◆ **EXTRACTED INFORMATION**
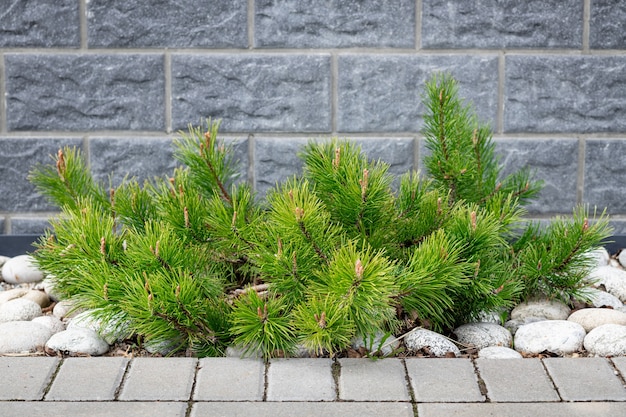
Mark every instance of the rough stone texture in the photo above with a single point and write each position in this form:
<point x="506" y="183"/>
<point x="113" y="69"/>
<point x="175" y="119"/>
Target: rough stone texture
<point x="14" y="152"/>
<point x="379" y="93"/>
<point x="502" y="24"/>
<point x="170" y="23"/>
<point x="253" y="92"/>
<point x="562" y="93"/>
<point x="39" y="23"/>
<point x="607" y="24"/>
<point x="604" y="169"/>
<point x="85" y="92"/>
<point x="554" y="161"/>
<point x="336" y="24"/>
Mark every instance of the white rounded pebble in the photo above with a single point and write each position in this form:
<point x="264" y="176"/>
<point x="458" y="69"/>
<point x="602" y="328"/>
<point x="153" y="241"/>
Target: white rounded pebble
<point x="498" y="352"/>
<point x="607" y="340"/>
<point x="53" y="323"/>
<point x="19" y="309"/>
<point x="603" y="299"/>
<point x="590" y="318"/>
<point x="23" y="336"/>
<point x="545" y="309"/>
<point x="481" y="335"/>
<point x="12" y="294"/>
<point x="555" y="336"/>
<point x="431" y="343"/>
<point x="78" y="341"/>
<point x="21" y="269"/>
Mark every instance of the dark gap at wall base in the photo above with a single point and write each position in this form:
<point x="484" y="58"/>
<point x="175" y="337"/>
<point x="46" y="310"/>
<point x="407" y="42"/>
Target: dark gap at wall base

◆ **PROBLEM**
Put every line of the entries above into a JSON list of strings, one string per line, with blank lines skipped and the pictures left out.

◆ **COMPLETE RESPONSE**
[
  "Mark every instance of the rough stone texture in the photo above with a single point and write each position in this form:",
  "<point x=\"506\" y=\"183\"/>",
  "<point x=\"113\" y=\"69\"/>",
  "<point x=\"175\" y=\"119\"/>",
  "Target: rough stone texture",
  "<point x=\"14\" y=\"152\"/>",
  "<point x=\"379\" y=\"93\"/>",
  "<point x=\"502\" y=\"24\"/>",
  "<point x=\"170\" y=\"23\"/>",
  "<point x=\"253\" y=\"92\"/>",
  "<point x=\"562\" y=\"93\"/>",
  "<point x=\"39\" y=\"23\"/>",
  "<point x=\"607\" y=\"24\"/>",
  "<point x=\"604\" y=\"169\"/>",
  "<point x=\"85\" y=\"92\"/>",
  "<point x=\"554\" y=\"161\"/>",
  "<point x=\"336\" y=\"24\"/>",
  "Mark every instance of the white rounded pebble in the photo above with a single point and write each position in this form:",
  "<point x=\"264\" y=\"176\"/>",
  "<point x=\"458\" y=\"69\"/>",
  "<point x=\"602\" y=\"328\"/>",
  "<point x=\"153\" y=\"241\"/>",
  "Target: white rounded pebble",
  "<point x=\"498\" y=\"352\"/>",
  "<point x=\"607\" y=\"340\"/>",
  "<point x=\"53\" y=\"323\"/>",
  "<point x=\"19\" y=\"309\"/>",
  "<point x=\"603\" y=\"299\"/>",
  "<point x=\"590\" y=\"318\"/>",
  "<point x=\"23\" y=\"336\"/>",
  "<point x=\"545\" y=\"309\"/>",
  "<point x=\"481\" y=\"335\"/>",
  "<point x=\"12\" y=\"294\"/>",
  "<point x=\"555\" y=\"336\"/>",
  "<point x=\"431\" y=\"343\"/>",
  "<point x=\"78\" y=\"341\"/>",
  "<point x=\"21\" y=\"269\"/>",
  "Mark every instance of the dark gap at wall base in the photo above with a single point and write each position in this form:",
  "<point x=\"484\" y=\"58\"/>",
  "<point x=\"175\" y=\"337\"/>",
  "<point x=\"46\" y=\"310\"/>",
  "<point x=\"407\" y=\"42\"/>",
  "Target: dark gap at wall base"
]